#### What this task involves:
Print the records unchanged, starting at their first line and stopping after the line that contains "73L144 76L144 81L145". Leave out the pictures.

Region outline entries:
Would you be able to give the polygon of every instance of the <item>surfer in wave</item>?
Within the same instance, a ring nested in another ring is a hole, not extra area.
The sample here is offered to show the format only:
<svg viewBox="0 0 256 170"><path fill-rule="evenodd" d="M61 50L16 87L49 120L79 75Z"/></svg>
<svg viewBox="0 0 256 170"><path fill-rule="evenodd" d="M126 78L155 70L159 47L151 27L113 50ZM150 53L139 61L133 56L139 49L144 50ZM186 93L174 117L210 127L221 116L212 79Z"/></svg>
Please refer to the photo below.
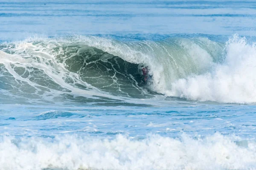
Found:
<svg viewBox="0 0 256 170"><path fill-rule="evenodd" d="M142 73L144 76L144 81L145 82L147 82L150 78L152 77L151 75L148 75L148 67L142 66Z"/></svg>

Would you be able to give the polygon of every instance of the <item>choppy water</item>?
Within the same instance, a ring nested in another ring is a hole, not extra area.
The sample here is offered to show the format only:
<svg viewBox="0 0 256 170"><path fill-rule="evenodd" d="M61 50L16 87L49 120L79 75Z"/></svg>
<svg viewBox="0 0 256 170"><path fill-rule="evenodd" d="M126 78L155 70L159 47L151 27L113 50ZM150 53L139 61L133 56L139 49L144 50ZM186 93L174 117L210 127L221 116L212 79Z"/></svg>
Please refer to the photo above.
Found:
<svg viewBox="0 0 256 170"><path fill-rule="evenodd" d="M256 169L256 12L0 2L0 169Z"/></svg>

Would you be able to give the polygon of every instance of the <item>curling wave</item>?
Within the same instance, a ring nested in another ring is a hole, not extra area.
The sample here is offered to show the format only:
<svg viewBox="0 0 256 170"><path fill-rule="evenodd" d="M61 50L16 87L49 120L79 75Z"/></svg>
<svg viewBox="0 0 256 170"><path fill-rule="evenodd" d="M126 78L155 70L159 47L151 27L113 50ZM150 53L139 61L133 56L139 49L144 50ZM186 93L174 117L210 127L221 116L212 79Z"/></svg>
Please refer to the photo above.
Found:
<svg viewBox="0 0 256 170"><path fill-rule="evenodd" d="M30 38L1 45L0 93L30 103L31 99L93 102L159 95L255 102L255 49L236 35L226 43L200 37ZM151 77L147 82L143 66Z"/></svg>

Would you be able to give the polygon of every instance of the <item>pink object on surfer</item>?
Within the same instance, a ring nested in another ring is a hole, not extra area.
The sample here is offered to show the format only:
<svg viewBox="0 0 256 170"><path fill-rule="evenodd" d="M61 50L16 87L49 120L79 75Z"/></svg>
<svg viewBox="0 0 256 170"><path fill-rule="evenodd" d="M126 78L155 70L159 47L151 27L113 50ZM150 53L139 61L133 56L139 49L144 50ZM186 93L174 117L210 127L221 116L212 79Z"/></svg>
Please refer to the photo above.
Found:
<svg viewBox="0 0 256 170"><path fill-rule="evenodd" d="M144 67L142 68L142 73L144 76L144 81L146 82L148 79L148 70L147 67Z"/></svg>

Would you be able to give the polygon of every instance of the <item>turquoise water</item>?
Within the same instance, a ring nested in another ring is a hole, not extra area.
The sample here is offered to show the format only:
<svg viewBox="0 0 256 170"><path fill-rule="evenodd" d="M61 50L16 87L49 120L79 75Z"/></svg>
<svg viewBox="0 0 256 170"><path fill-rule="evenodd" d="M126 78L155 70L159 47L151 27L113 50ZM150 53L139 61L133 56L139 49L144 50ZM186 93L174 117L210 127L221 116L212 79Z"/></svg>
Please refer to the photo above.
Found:
<svg viewBox="0 0 256 170"><path fill-rule="evenodd" d="M256 12L0 2L0 169L256 169Z"/></svg>

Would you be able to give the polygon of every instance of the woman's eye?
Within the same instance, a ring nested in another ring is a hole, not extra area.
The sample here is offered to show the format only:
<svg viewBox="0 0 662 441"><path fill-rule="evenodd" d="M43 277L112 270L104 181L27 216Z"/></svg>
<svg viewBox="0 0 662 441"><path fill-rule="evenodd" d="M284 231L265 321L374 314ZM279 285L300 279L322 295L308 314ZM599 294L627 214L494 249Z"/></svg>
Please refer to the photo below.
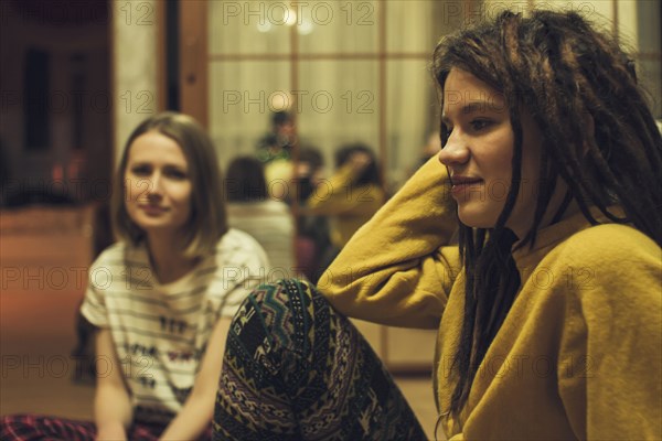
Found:
<svg viewBox="0 0 662 441"><path fill-rule="evenodd" d="M131 168L131 173L139 175L139 176L145 176L145 175L148 175L149 173L151 173L151 170L147 165L136 165L136 166Z"/></svg>
<svg viewBox="0 0 662 441"><path fill-rule="evenodd" d="M488 127L491 123L491 121L489 119L474 119L469 123L471 125L471 128L473 130L482 130L485 127Z"/></svg>
<svg viewBox="0 0 662 441"><path fill-rule="evenodd" d="M175 180L184 180L186 179L186 172L184 172L183 170L169 170L167 172L168 176L175 179Z"/></svg>

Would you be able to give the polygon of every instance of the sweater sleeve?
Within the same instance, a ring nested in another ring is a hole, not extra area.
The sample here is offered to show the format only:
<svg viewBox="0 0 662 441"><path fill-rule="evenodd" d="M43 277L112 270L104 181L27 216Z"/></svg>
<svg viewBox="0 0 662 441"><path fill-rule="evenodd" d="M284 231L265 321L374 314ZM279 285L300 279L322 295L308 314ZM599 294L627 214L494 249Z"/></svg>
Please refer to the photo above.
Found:
<svg viewBox="0 0 662 441"><path fill-rule="evenodd" d="M592 246L566 260L574 295L558 373L568 419L579 439L662 439L660 247L627 226L585 236Z"/></svg>
<svg viewBox="0 0 662 441"><path fill-rule="evenodd" d="M318 284L343 314L435 329L460 269L450 182L437 158L356 232Z"/></svg>

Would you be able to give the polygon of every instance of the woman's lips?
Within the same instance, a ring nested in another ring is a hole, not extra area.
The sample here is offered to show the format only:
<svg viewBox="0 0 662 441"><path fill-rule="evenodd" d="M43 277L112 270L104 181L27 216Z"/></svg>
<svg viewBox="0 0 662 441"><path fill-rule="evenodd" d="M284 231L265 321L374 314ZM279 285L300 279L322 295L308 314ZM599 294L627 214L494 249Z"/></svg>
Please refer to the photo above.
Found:
<svg viewBox="0 0 662 441"><path fill-rule="evenodd" d="M451 179L452 186L450 193L453 197L467 196L469 192L483 184L483 180L478 178L455 178Z"/></svg>
<svg viewBox="0 0 662 441"><path fill-rule="evenodd" d="M160 205L140 205L140 209L142 209L148 216L158 216L168 211L166 207Z"/></svg>

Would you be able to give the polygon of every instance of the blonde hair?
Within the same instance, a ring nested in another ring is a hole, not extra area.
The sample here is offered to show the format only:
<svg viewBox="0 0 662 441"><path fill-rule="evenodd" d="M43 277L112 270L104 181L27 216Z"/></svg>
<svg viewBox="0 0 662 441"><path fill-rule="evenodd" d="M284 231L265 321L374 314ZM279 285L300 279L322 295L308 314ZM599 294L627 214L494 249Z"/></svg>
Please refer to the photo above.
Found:
<svg viewBox="0 0 662 441"><path fill-rule="evenodd" d="M126 209L124 180L131 144L149 131L157 131L175 141L189 163L192 192L191 215L182 228L186 240L184 256L193 258L214 252L216 243L227 232L216 151L209 135L195 119L172 111L142 121L125 144L113 193L115 234L119 239L132 245L138 245L145 239L145 232L136 225Z"/></svg>

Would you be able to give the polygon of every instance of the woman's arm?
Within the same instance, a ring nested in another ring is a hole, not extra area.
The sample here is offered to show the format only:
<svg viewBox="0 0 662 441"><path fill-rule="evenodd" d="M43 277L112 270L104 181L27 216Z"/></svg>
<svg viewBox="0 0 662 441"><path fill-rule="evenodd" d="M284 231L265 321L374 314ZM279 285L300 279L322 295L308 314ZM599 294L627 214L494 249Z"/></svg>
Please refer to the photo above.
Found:
<svg viewBox="0 0 662 441"><path fill-rule="evenodd" d="M132 409L110 330L99 330L95 342L96 359L108 361L110 365L109 372L97 375L94 398L97 440L126 440L127 428L132 419Z"/></svg>
<svg viewBox="0 0 662 441"><path fill-rule="evenodd" d="M318 288L349 316L437 327L460 271L446 168L433 158L345 245Z"/></svg>
<svg viewBox="0 0 662 441"><path fill-rule="evenodd" d="M221 318L207 341L206 352L193 390L182 410L170 422L162 440L194 440L209 427L214 415L214 402L218 388L218 377L225 352L225 340L232 319Z"/></svg>
<svg viewBox="0 0 662 441"><path fill-rule="evenodd" d="M589 228L563 256L568 299L559 395L577 438L662 439L660 247L627 226Z"/></svg>

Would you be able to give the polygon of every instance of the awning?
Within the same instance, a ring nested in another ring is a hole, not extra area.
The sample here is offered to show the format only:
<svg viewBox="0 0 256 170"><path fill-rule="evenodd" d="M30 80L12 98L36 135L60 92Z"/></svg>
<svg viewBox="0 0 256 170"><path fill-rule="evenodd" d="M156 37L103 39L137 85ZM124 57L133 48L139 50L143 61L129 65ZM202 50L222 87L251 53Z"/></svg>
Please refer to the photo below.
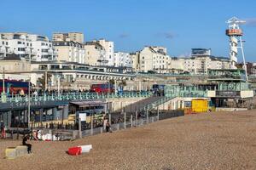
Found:
<svg viewBox="0 0 256 170"><path fill-rule="evenodd" d="M79 105L79 106L90 106L90 105L107 105L104 100L85 100L85 101L74 101L70 104Z"/></svg>

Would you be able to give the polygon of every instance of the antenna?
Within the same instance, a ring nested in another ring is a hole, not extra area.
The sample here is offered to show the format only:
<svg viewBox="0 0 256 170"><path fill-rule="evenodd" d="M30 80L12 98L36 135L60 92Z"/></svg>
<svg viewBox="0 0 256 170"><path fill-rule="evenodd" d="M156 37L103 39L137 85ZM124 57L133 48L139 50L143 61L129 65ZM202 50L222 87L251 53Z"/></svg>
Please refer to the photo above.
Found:
<svg viewBox="0 0 256 170"><path fill-rule="evenodd" d="M226 21L229 28L226 30L226 35L230 37L230 59L231 61L230 68L236 69L237 63L237 52L238 48L241 50L241 55L243 60L243 69L245 70L246 77L247 80L247 65L245 62L245 56L243 51L242 39L243 36L242 30L240 28L240 25L245 24L245 20L241 20L236 17L232 17L229 20ZM240 42L240 47L238 47L238 43Z"/></svg>

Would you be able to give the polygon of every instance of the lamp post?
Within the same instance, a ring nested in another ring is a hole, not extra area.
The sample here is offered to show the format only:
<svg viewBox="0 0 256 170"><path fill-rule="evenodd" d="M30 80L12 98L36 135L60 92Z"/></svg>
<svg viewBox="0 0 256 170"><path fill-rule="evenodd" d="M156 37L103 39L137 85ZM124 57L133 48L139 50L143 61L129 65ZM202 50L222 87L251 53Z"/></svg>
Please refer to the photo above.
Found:
<svg viewBox="0 0 256 170"><path fill-rule="evenodd" d="M31 107L31 103L30 103L30 91L31 91L31 85L30 85L30 82L31 82L31 77L29 76L29 81L28 81L28 104L27 104L27 128L29 128L29 123L30 123L30 107Z"/></svg>

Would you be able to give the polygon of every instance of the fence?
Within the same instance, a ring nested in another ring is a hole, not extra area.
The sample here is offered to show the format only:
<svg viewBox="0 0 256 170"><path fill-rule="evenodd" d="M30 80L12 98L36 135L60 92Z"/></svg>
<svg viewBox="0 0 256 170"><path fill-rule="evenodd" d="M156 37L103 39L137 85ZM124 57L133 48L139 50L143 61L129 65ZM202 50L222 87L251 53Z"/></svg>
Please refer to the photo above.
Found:
<svg viewBox="0 0 256 170"><path fill-rule="evenodd" d="M109 93L109 94L99 94L99 93L67 93L67 94L49 94L43 95L31 94L20 96L20 95L9 95L1 96L0 102L6 103L21 103L28 102L38 102L38 101L68 101L68 100L83 100L83 99L110 99L110 98L140 98L140 97L150 97L151 92L124 92L121 94Z"/></svg>
<svg viewBox="0 0 256 170"><path fill-rule="evenodd" d="M149 116L149 112L147 111L146 115L141 115L140 118L138 118L138 114L133 114L130 116L126 116L124 113L124 122L111 124L111 131L118 131L121 129L126 129L135 127L141 127L148 123L155 122L160 120L168 119L172 117L182 116L184 116L183 110L154 110L154 112L150 112L151 116ZM78 132L77 138L82 138L86 136L91 136L95 134L102 133L105 132L103 127L99 127L96 128L90 128L81 131L80 133Z"/></svg>

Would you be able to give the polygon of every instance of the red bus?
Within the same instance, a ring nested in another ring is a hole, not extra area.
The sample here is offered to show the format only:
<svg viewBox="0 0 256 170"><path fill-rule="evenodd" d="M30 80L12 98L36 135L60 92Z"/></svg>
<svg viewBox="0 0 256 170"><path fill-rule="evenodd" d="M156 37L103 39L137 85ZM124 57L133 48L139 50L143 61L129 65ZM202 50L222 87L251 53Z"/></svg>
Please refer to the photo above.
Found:
<svg viewBox="0 0 256 170"><path fill-rule="evenodd" d="M90 86L90 91L96 93L113 93L113 84L92 84Z"/></svg>

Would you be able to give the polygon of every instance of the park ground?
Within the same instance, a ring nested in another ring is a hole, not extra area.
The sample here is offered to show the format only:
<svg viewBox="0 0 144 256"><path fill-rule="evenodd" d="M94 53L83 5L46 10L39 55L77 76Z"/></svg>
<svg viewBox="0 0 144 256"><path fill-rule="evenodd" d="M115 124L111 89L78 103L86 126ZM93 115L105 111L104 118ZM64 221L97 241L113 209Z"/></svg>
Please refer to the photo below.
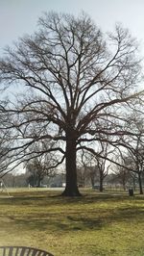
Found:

#### Complete response:
Would you be able to give the polygon of every instance of the <item>surfer in wave</item>?
Within the same instance, a ring nested in another ring is a hole, not extra area.
The sample here is offered to show the format only:
<svg viewBox="0 0 256 170"><path fill-rule="evenodd" d="M61 50L16 87L49 120L79 75Z"/></svg>
<svg viewBox="0 0 256 170"><path fill-rule="evenodd" d="M126 78L155 70L159 47L151 27L113 50ZM150 53L139 61L133 56L139 49L144 50ZM186 93L174 117L210 127L221 116L212 79Z"/></svg>
Please refer to the photo below.
Found:
<svg viewBox="0 0 256 170"><path fill-rule="evenodd" d="M142 73L144 76L144 81L145 82L147 82L150 78L152 77L151 75L148 75L148 67L142 66Z"/></svg>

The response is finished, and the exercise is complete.